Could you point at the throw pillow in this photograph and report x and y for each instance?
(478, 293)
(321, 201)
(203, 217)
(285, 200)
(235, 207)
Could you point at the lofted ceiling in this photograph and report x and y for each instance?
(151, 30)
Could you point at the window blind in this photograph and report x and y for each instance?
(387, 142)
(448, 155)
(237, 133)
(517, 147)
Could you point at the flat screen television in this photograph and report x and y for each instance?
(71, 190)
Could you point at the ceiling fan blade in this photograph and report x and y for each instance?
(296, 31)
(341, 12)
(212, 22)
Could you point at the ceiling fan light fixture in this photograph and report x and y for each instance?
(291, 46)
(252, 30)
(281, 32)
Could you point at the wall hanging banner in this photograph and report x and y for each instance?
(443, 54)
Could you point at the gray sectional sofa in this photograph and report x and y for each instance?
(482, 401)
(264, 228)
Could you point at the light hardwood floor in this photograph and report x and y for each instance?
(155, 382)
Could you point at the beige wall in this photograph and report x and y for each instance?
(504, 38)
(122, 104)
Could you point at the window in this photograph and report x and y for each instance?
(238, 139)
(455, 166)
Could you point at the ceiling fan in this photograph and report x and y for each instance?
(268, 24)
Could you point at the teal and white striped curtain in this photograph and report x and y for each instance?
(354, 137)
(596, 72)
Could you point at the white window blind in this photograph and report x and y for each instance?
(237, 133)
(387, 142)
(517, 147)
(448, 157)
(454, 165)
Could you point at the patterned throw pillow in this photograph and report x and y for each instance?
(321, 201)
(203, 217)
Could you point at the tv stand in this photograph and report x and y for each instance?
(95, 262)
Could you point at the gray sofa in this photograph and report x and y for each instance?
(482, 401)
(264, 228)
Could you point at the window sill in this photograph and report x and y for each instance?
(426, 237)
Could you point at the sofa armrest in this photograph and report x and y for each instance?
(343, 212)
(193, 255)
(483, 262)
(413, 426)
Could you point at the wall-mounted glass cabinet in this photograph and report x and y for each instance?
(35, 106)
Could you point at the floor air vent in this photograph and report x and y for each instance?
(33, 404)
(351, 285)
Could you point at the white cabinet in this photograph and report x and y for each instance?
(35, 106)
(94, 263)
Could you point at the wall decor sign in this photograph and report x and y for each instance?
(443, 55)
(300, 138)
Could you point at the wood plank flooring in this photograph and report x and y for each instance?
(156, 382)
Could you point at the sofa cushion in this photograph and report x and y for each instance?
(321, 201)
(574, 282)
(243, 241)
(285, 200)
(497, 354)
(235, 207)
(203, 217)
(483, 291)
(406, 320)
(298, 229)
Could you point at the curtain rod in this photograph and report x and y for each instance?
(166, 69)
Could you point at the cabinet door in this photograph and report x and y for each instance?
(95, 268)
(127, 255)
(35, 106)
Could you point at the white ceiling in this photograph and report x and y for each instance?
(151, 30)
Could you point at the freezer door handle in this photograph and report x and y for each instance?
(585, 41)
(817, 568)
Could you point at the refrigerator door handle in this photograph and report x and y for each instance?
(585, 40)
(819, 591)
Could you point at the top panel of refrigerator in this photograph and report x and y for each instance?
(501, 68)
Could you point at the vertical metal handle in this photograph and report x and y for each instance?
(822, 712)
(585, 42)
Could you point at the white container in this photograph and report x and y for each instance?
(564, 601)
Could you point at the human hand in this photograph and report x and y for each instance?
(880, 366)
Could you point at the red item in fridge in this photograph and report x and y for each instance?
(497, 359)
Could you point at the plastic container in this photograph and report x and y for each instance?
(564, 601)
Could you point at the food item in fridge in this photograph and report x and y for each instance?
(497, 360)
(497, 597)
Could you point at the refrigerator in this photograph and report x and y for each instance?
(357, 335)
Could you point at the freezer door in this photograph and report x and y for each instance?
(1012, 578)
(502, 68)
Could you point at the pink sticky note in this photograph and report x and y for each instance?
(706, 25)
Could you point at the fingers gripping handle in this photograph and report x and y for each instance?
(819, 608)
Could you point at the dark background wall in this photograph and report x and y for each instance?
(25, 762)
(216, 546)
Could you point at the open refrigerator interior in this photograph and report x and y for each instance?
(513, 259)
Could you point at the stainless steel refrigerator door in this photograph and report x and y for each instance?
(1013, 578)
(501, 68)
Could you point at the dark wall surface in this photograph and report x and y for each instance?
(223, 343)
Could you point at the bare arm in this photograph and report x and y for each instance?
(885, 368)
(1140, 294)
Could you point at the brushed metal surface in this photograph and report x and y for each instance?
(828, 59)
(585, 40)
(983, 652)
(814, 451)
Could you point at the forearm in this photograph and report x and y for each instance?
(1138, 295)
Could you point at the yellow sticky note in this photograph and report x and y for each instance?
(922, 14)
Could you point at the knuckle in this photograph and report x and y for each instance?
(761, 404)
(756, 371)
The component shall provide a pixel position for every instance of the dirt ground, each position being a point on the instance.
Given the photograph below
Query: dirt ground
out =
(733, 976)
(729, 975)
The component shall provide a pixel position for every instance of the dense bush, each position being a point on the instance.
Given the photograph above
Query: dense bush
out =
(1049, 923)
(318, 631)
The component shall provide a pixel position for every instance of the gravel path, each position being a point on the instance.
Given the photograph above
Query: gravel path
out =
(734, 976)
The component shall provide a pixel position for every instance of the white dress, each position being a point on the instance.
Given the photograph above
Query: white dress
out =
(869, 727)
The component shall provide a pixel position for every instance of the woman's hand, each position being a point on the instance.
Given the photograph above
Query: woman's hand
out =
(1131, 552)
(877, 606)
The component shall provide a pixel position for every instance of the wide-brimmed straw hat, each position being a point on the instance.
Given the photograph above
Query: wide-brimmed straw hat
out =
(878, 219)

■ ■ ■ ■

Can you retype all of the records above, word for word, from the first line to the last?

- _COMPLETE ANSWER_:
Could you point at the throw pillow in this photograph and report x and y for each instance?
(478, 293)
(321, 201)
(203, 217)
(285, 200)
(235, 207)
Could you point at the lofted ceiling in this photograph and report x and y for each instance?
(151, 30)
Could you point at the window blind in this photograph and report x and y for each instance?
(387, 142)
(448, 155)
(237, 133)
(517, 147)
Could you point at the flat screen television in this photograph and report x and y for each instance?
(71, 190)
Could you point at the ceiling fan blade in this photograph and report x and y for each instance?
(296, 31)
(341, 12)
(212, 22)
Could you point at the ceiling fan light fixture in this photograph and report x and y for each instance?
(291, 46)
(252, 30)
(281, 32)
Could you point at the wall hanging banner in this photograph and report x and y for each instance?
(443, 54)
Could you point at the gray sectional sofa in this photograph and report x and y for each instance?
(482, 401)
(264, 228)
Could you point at the light hardwood floor in this photograph and report x and y for each instance?
(155, 382)
Could you point at the beige wall in this photograph and report x and y for each instance?
(504, 38)
(122, 104)
Could you point at the window in this photograph and report x and y for each instance?
(238, 139)
(455, 166)
Could you point at the ceiling fan in this photograph and report x and y for each instance?
(268, 24)
Could you point at the teal and white striped curtain in this photograph and report x and y for each instance?
(354, 137)
(596, 72)
Could you point at the white window blind in this photograph and report x and y for each instance?
(237, 133)
(387, 142)
(517, 147)
(448, 157)
(454, 165)
Could you point at the patterned throw pillow in this photograph and report x and y for each instance?
(321, 201)
(203, 217)
Could you point at the tv stand in this photograph and report x and y for each instance?
(95, 262)
Could you point at the gray sofa in this photograph and report x and y for each instance?
(482, 401)
(264, 228)
Could you point at the window sill in this photograph and report x and y for each instance?
(426, 237)
Could you point at the sofa armrest in this photograph and report x and y for each instance?
(343, 212)
(193, 255)
(483, 262)
(413, 426)
Could you point at the wall-mounted glass cabinet in this photograph and report x and y for each instance?
(35, 106)
Could you point at the floor air vent in this photograph and report x and y for each instance?
(33, 404)
(351, 285)
Could you point at the white cabinet in this photograph and report x and y for each instance?
(35, 106)
(94, 263)
Could you point at the wall decor sign in this photograph and report x and y for each instance?
(443, 55)
(300, 138)
Could you point at the wood plank flooring in this photograph and report x and y for each instance?
(156, 382)
Could you point at the sofa cushion in this photograph and report x and y for each instance?
(321, 201)
(574, 282)
(243, 241)
(285, 200)
(497, 354)
(235, 207)
(203, 217)
(483, 291)
(406, 320)
(298, 229)
Could you point at the curtain rod in this photograph and report x and y for each instance?
(166, 69)
Could you point at the cabinet door in this photograph and report x and y for each instance?
(95, 268)
(127, 255)
(35, 106)
Could you point at the white ceiling in this photograph and report x and y for each instance?
(151, 30)
Could you point at the freezer door handle in this photograph and report x and y for each instance?
(585, 41)
(817, 568)
Could you point at the refrigerator door handle in this photograph and report x and y for each instance?
(585, 40)
(819, 591)
Could you point at the top panel of refrigerator in this photograph and report x and y for each instance?
(501, 68)
Could you point at the vertical metal handle in this photograph and report x and y for each instance?
(822, 712)
(585, 42)
Could you point at the white container in this photograph and report x and y for each instance?
(564, 601)
Could you point at the human hand in this photograph and report x and y for each instance?
(880, 366)
Could you point at the red item in fridge in this photograph and report x and y for each instance?
(497, 359)
Could you point at the plastic container in this photograph and report x and y for each instance?
(564, 601)
Could you point at the food item in fridge in this photograph and report x and y for each instance?
(497, 360)
(497, 597)
Could you point at the refrigerator in this photograph and report x and y for each instance?
(357, 335)
Could you point at the freezer door in this photograph and report x and y for each instance?
(1012, 578)
(502, 68)
Could you point at the pink sticky note in this photograph and report x and y for each instance?
(706, 25)
Could you point at the fingers gripping handle in this photograph and report x and y for each instance?
(819, 608)
Could you point at the dark background wall in this photograph and report x and y for each instance?
(25, 762)
(216, 546)
Could you point at the open refrigerator interior in this photograph and report x and y for each instance?
(513, 259)
Could you point at the stainless steel refrigerator door in this photograph and report x and y for each instance?
(1013, 578)
(501, 68)
Could you point at the dark wall surface in this photograph and report x and y for each instance?
(223, 343)
Could you point at the bare arm in this photograph and report x and y for each instance?
(885, 368)
(1140, 294)
Could you point at the brushed metal surface in this photograph and report x and y for each instance?
(828, 59)
(585, 40)
(983, 652)
(814, 451)
Could you point at the forearm in this photograph and report x and y for each instance?
(1138, 295)
Could you point at the yellow sticky note in this photograph and report x and y for each instance?
(922, 14)
Could you point at the knuckle in this photograph and report x and y for each instance?
(761, 404)
(756, 371)
The component shall provide a pixel position for every instance of the dirt ground, each position being a point on the instance.
Given the photograph below
Query: dirt ground
out =
(733, 976)
(729, 975)
The component shall provide a pixel position for every instance of the dense bush, each position being a point on the instance.
Given the photograph above
Query: dense bush
out =
(1049, 923)
(318, 631)
The component shall provide a pixel position for every instance of the gravel path, each position being a point on the instance.
Given the photograph above
Query: gravel path
out =
(734, 976)
The component shall provide a pixel position for every instance of the white dress, each position being a point on the instance.
Given the photograph above
Query: white dress
out =
(869, 727)
The component shall provide a pixel position for every instance of the woman's hand, each position being a point on the instance.
Given the photograph above
Query: woman's hand
out =
(1131, 552)
(877, 606)
The component shall provide a pixel position for every instance of the wide-brimmed straw hat, each position being a point on the instance.
Given the photograph above
Query: wide-brimmed straw hat
out =
(878, 219)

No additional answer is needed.